— DESKRIPSI TUGAS —
Tuliskan kembali dengan persis bagian teks tentang pengiriman pahala kepada mayat, mulai dari "Di bawah ini" dan terus sampai "هذا حديث حسن.".

— KUTIPAN YANG DIBERIKAN —
Rabu, 16 Maret 2011

KIRIM PAHALA UNTUK MAYAT
Oleh : Masnun Tholab
www.masnuntholab.blogspot.com

Segala Puji bagi Allah, Tuhan seru sekalian alam.
Shalawat dan salam semoga Allah limpahkan kepada Nabi Muhammad Shallallahu ‘alaihi wasallam beserta keluarga dan para sahabatnya.
Masalah Mengirimkan Pahala Kepada Orang Yang Telah Meninggal diperselisihkan oleh para ulama. Ada yang berpendapat bahwa pahala amal itu sampai kepada orang yang sudah meninggal, ada yang berpendapat tidak sampai.
Di bawah ini adalah dalil-dalil baik berupa ayat suci Al-Quran maupun hadits yang digunakan oleh para ulama untuk memperkuat pendapatnya masing-masing.
Namun sebelum itu penulis mengingatkan akan hal-hal berikut :
Rasulullah Shallallahu ‘alaihi wasallam mengingatkan agar tidak berbohong atas nama beliau, dan juga mengingatkan agar tidak menafsirkan al-Quran (dan hadits) dengan pendapatnya sendiri.
At-Tirmidzi meriwayatkan dari Ibnu Abbas, dari Rasulullah Shallallahu ‘alaihi wasallam, beliau bersabda :
- " اِتَّقُوا الْحَدِيْثَ عَنِّي اِلَّا مَا عَلِمْتُمْ فَمَنْ كَذَبَ عَلَيَّ مُتَعَمِّدًا فَلْيَتَبَوَّأُ مَقْعَدَهُ مِنَ النَّارِ، وَمَنْ قَالَ فِي القرآنِ بِرَأْيِهِ فَلْيَتَبَوَّأُ مَقْعَدَهُ مِنَ النَّارِ ". هذا حديث حسن.
“Jagalah hadits dariku kecuali yang telah aku ajarkan. Siapa saja yang berdusta atas namaku secara sengaja maka hendaklah dia menempati tempat duduknya yang terbuat dari api neraka. Siapa saja yang menafsirkan Al-Quran dengan menggunakan pendapatnya sendiri maka hendaknya dia menempati tempat duduknya dari neraka”

— CUPLIKAN DATASET —

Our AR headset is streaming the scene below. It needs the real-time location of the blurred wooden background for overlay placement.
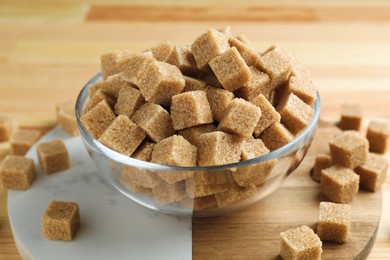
[0,0,390,259]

— HASIL LATIHAN —
Di bawah ini adalah dalil-dalil baik berupa ayat suci Al-Quran maupun hadits yang digunakan oleh para ulama untuk memperkuat pendapatnya masing-masing.
Namun sebelum itu penulis mengingatkan akan hal-hal berikut :
Rasulullah Shallallahu ‘alaihi wasallam mengingatkan agar tidak berbohong atas nama beliau, dan juga mengingatkan agar tidak menafsirkan al-Quran (dan hadits) dengan pendapatnya sendiri.
At-Tirmidzi meriwayatkan dari Ibnu Abbas, dari Rasulullah Shallallahu ‘alaihi wasallam, beliau bersabda :
- " اِتَّقُوا الْحَدِيْثَ عَنِّي اِلَّا مَا عَلِمْتُمْ فَمَنْ كَذَبَ عَلَيَّ مُتَعَمِّدًا فَلْيَتَبَوَّأُ مَقْعَدَهُ مِنَ النَّارِ، وَمَنْ قَالَ فِي القرآنِ بِرَأْيِهِ فَلْيَتَبَوَّأُ مَقْعَدَهُ مِنَ النَّارِ ". هذا حديث حسن.